About this exercise — Transcribe the data verbatim and drop its images.

Exercise input —
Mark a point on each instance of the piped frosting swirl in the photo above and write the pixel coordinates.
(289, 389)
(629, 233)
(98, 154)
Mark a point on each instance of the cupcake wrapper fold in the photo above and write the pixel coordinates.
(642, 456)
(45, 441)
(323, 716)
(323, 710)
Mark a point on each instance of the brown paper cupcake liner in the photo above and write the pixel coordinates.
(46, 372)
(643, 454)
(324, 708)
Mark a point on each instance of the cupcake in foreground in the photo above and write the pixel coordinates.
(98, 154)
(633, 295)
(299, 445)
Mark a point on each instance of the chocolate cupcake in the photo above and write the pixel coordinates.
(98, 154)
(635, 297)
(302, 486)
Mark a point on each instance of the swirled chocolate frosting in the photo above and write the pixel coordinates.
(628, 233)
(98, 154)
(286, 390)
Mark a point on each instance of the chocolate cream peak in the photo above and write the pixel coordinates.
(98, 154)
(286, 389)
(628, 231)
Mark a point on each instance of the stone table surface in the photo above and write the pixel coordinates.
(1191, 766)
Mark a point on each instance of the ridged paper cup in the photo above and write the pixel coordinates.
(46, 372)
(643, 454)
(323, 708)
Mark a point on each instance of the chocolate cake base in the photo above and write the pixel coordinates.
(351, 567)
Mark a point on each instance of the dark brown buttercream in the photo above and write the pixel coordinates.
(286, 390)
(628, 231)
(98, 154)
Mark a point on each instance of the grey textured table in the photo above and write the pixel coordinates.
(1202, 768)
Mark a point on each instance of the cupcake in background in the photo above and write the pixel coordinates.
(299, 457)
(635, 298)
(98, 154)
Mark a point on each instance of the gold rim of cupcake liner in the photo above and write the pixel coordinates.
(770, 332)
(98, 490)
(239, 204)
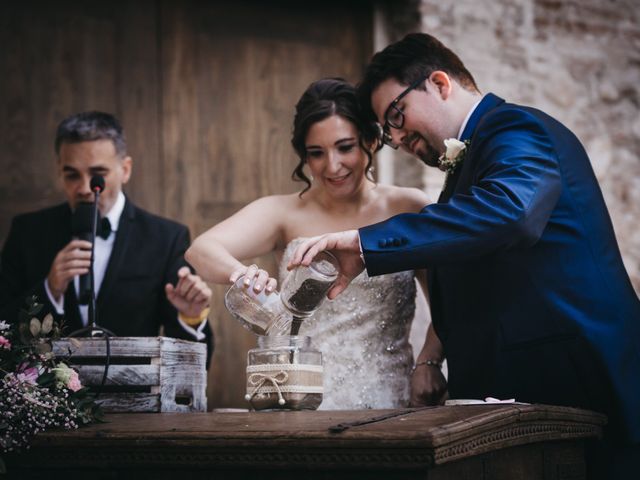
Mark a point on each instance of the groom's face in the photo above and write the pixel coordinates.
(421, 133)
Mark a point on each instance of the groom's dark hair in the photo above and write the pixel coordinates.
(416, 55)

The completed task —
Mark a point on each instance of the piped frosting swirl in the photo above and write the pixel coordinates.
(289, 389)
(629, 233)
(98, 154)
Mark a point on each instance of the cupcake wrapper fold in the photo above and write the pixel coordinates.
(642, 456)
(45, 441)
(323, 716)
(323, 710)
Mark a point on each instance of the brown paper cupcake liner in the photo above and write the pixel coordinates.
(46, 372)
(643, 454)
(324, 708)
Mark a point on each instance of the cupcake in foreground in the photo above and write the pixel coordinates.
(98, 154)
(633, 295)
(299, 445)
Mark a point on each instance of the chocolate cupcake in the photo above and write the pixel coordinates.
(98, 154)
(635, 297)
(302, 486)
Mark a point on each instance of the swirled chocolate frosting in the photo above and write the pixel coordinates.
(628, 233)
(98, 154)
(286, 390)
Mark a point on each instance of the chocolate cream peak in the photo above and write the pixel coordinates.
(98, 154)
(286, 389)
(628, 231)
Mark a point on each instance of the stone table surface in the photo above and write the pixel coordinates.
(1191, 766)
Mark a point on each instance of the ridged paper cup in the photo above and write the pixel coordinates.
(46, 372)
(643, 454)
(323, 708)
Mark a point on each instance of the chocolate cake base in the photo above and write the pixel coordinates.
(351, 567)
Mark a point on each instance of the dark brown buttercream in the photo above and write the pixel coordinates.
(286, 390)
(628, 231)
(98, 154)
Mark a point on each instance of the grey textured table in the photo above and write the pixel coordinates.
(1202, 768)
Mark a point on each instance of the cupcake in background in the photo above and write the pixel coordinates.
(299, 457)
(635, 298)
(98, 154)
Mark a point on each instance of the gold rim of cupcake liner in the photo above and write the pixel coordinates.
(770, 332)
(98, 490)
(239, 204)
Mark a point on each instance of the groom's face in the photo above and write the pixel coordinates.
(421, 133)
Mark a point on each instance of the groom's dark hair in the photo above and write the pixel coordinates.
(416, 55)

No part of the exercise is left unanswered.